Any pictures should be dropped; everything else in the records is to be returned exactly.

%%

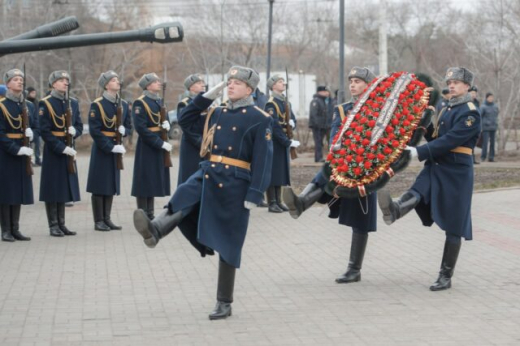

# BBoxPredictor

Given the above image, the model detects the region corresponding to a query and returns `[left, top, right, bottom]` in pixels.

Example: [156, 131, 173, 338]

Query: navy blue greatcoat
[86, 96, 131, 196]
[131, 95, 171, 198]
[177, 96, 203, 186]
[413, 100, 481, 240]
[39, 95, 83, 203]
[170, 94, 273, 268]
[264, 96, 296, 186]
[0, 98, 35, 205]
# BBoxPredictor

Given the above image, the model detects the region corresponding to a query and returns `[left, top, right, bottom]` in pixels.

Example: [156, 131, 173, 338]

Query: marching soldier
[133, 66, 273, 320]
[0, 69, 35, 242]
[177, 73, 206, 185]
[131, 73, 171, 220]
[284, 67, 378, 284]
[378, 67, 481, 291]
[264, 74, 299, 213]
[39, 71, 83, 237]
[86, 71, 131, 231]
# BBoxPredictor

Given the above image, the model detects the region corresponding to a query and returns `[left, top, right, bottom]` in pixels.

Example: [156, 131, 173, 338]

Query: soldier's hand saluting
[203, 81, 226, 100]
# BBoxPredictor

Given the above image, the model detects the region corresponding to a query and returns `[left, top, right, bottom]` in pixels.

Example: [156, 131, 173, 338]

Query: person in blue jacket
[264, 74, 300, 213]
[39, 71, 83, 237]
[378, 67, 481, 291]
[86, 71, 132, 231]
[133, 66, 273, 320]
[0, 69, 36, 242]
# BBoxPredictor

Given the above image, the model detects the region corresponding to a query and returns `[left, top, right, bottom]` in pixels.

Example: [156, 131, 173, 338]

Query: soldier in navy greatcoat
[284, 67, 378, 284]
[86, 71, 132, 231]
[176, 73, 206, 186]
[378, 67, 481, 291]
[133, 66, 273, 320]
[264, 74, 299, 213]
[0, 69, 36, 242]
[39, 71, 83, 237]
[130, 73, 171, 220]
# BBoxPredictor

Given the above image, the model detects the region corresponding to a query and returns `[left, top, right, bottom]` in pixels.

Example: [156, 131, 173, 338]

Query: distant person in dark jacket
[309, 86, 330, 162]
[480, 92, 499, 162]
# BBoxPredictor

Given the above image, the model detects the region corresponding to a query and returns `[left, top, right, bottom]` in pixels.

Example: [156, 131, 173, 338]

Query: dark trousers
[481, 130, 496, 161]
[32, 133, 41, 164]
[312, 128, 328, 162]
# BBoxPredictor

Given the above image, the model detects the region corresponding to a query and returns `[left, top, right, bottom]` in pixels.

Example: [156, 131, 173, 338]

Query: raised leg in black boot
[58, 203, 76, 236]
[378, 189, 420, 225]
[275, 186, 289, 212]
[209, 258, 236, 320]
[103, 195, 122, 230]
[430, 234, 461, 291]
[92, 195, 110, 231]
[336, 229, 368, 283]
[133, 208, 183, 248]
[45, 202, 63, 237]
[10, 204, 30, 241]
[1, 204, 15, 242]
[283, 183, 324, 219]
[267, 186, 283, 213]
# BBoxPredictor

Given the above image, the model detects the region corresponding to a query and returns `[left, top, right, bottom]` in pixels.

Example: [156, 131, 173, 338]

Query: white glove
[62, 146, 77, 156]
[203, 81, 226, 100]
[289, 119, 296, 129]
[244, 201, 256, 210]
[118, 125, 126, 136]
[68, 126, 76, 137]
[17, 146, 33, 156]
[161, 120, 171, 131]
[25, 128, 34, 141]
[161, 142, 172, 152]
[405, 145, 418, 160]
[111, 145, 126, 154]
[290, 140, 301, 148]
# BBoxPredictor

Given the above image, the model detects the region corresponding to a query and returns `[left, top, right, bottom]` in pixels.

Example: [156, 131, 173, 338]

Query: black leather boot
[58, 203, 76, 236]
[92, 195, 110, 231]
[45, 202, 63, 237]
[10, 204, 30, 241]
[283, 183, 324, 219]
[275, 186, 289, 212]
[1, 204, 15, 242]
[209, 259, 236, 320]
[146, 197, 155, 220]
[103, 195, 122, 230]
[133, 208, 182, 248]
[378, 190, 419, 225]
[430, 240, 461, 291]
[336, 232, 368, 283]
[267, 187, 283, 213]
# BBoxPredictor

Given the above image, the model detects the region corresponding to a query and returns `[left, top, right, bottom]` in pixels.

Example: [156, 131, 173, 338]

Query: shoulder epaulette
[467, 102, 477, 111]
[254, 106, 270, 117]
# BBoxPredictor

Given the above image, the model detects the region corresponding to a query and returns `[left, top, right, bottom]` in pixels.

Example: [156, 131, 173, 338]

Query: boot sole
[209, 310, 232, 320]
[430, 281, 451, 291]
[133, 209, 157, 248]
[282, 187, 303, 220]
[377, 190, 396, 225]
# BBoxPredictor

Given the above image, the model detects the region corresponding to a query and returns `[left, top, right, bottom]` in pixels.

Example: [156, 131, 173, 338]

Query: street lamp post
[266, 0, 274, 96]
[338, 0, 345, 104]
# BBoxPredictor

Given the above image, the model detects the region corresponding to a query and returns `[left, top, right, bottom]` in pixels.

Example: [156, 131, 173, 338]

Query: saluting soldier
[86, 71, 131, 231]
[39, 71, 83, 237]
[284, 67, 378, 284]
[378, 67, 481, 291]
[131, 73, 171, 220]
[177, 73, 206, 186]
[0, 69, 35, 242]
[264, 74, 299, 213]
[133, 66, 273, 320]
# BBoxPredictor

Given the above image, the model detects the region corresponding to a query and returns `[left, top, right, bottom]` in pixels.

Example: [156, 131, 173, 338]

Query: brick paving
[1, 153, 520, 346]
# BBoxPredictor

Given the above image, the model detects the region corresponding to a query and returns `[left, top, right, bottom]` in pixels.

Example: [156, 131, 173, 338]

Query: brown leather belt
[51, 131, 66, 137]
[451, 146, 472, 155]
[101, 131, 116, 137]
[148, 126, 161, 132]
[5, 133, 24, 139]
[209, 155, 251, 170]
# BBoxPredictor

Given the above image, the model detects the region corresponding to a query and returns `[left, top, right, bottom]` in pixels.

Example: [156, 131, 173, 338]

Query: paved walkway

%%

# Result below
# BBoxPredictor

Given the above image, the model detects the region corresponding to a query and returns `[left, top, right, bottom]` in pixels.

Example: [156, 131, 173, 338]

Query: navy blue greatcoat
[86, 96, 131, 196]
[131, 95, 171, 198]
[177, 96, 203, 186]
[413, 100, 481, 240]
[39, 95, 83, 203]
[170, 94, 273, 268]
[264, 96, 296, 186]
[0, 98, 35, 205]
# BBoxPredictor

Given the above image, the model detects the region corresponding to a query and returns `[left, top, right, bottom]` in pixels.

Example: [156, 131, 173, 338]

Query: marching soldier
[133, 66, 273, 320]
[0, 69, 35, 242]
[177, 73, 206, 185]
[131, 73, 171, 220]
[284, 67, 378, 284]
[378, 67, 481, 291]
[264, 74, 299, 213]
[39, 71, 83, 237]
[86, 71, 131, 231]
# BBoxPredictor

Given the above image, the model detects the region corresponding to a query and returns `[left, top, right, bottom]` in pixels.

Example: [156, 131, 173, 338]

Query: soldier's hand saluting
[203, 81, 226, 100]
# BBoxPredictor

Given the above image, the model detects the region corresponding to a query and returns `[left, top, right, bottom]` in pixels.

Example: [156, 131, 173, 338]

Query: person in blue jacket
[264, 74, 300, 213]
[39, 71, 83, 237]
[378, 67, 481, 291]
[86, 71, 132, 231]
[133, 66, 273, 320]
[0, 69, 36, 242]
# BBoxPredictor

Given the above image, the model detects the region corresponding to a query and returns `[left, top, right, bottom]` in pixels.

Example: [156, 131, 173, 338]

Query: soldier in navy greatcoat
[284, 67, 378, 284]
[86, 71, 132, 231]
[176, 73, 206, 186]
[378, 67, 481, 291]
[133, 66, 273, 320]
[264, 74, 299, 213]
[0, 69, 36, 242]
[39, 71, 83, 237]
[130, 73, 171, 220]
# BBoxPredictor

Given the above image, the model detects the region corresponding to a query and returns `[left, top, right, bottom]` in pixels.

Example: [156, 131, 173, 338]

Query: distant person in dark jacket
[309, 86, 330, 162]
[480, 92, 499, 162]
# BBoxPredictor

Given the above image, the model detects the region corresponding to a query and returns `[left, top, right, bottom]` in pixels.

Example: [156, 131, 173, 338]

Query: dark trousers
[481, 130, 496, 161]
[32, 133, 41, 164]
[312, 128, 328, 162]
# BBoxPredictor

Given the above image, the model detects the region corresponding to a query and returns `[left, top, right, bottom]` in pixels.

Example: [156, 131, 173, 338]

Query: raised leg in black boot
[58, 203, 76, 236]
[378, 189, 420, 225]
[275, 186, 289, 212]
[209, 258, 236, 320]
[103, 195, 122, 230]
[430, 234, 461, 291]
[92, 195, 110, 231]
[336, 229, 368, 283]
[133, 208, 183, 248]
[45, 202, 63, 237]
[10, 204, 30, 241]
[1, 204, 15, 242]
[283, 183, 324, 219]
[267, 186, 283, 213]
# BBoxPredictor

Given the above image, the model detects the region corresponding to a query and returns `[left, top, right, bottom]` in pixels.

Example: [156, 131, 173, 338]

Query: white glove
[62, 146, 77, 156]
[203, 81, 226, 100]
[289, 119, 296, 129]
[244, 201, 256, 210]
[118, 125, 126, 136]
[68, 126, 76, 137]
[17, 146, 33, 156]
[161, 120, 171, 131]
[25, 128, 34, 141]
[161, 142, 172, 152]
[405, 145, 418, 160]
[111, 145, 126, 154]
[290, 140, 301, 148]
# BBoxPredictor

Given the above image, the model detects the region corresponding to a query and returns `[left, top, right, bottom]` in pixels.

Example: [156, 131, 173, 338]

Query: black leather boot
[58, 203, 76, 236]
[92, 195, 110, 231]
[45, 202, 63, 237]
[10, 204, 30, 241]
[283, 183, 324, 219]
[275, 186, 289, 212]
[1, 204, 15, 242]
[209, 259, 236, 320]
[146, 197, 155, 220]
[103, 195, 122, 230]
[133, 208, 182, 248]
[378, 190, 419, 225]
[430, 240, 461, 291]
[336, 232, 368, 283]
[267, 187, 283, 213]
# BBoxPredictor

Given the above image, the model detects the region corresponding to a query and returns `[left, top, right, bottom]` in pixels.

Example: [156, 131, 173, 338]

Query: shoulder epaulette
[467, 102, 477, 111]
[254, 106, 270, 117]
# BBoxPredictor

Given the above image, the model detects the region corresponding to a query and returns `[left, top, right, bottom]` in pixels.

Example: [156, 131, 173, 338]

Query: boot sole
[209, 310, 232, 320]
[430, 281, 451, 291]
[133, 209, 157, 248]
[282, 187, 303, 220]
[377, 190, 396, 225]
# BBoxPredictor

Given the above image, the model detects the region corresponding to a query and returns `[left, top, right, bottom]` in pixels.

Example: [156, 131, 173, 338]

Query: street lamp post
[266, 0, 274, 96]
[338, 0, 345, 104]
# BBoxPredictor

Given the above image, the model detects the region corresponding to a query and returns `[left, top, right, bottom]` in pixels.

Example: [156, 131, 173, 338]

Query: saluting soldier
[86, 71, 131, 231]
[39, 71, 83, 237]
[284, 67, 378, 284]
[378, 67, 481, 291]
[131, 73, 171, 220]
[177, 73, 206, 186]
[0, 69, 35, 242]
[264, 74, 299, 213]
[133, 66, 273, 320]
# BBoxPredictor

Given the above image, the model detects the region corresponding to a query and returns `[left, top, right, bottom]` in pixels.

Example: [156, 131, 173, 338]

Query: brick paving
[1, 153, 520, 346]
# BBoxPredictor

Given the above image, the model detects the region corresponding to a query and returns `[left, top, right, bottom]` in pixels.

Example: [156, 131, 173, 338]

Query: brown leather belt
[51, 131, 66, 137]
[451, 146, 472, 155]
[101, 131, 116, 137]
[148, 126, 161, 132]
[5, 133, 24, 139]
[209, 155, 251, 170]
# BBoxPredictor

Given the above image, the model detects the region corresponding to a query and returns `[left, top, right, bottom]` in pixels.

Example: [156, 131, 173, 338]

Query: paved walkway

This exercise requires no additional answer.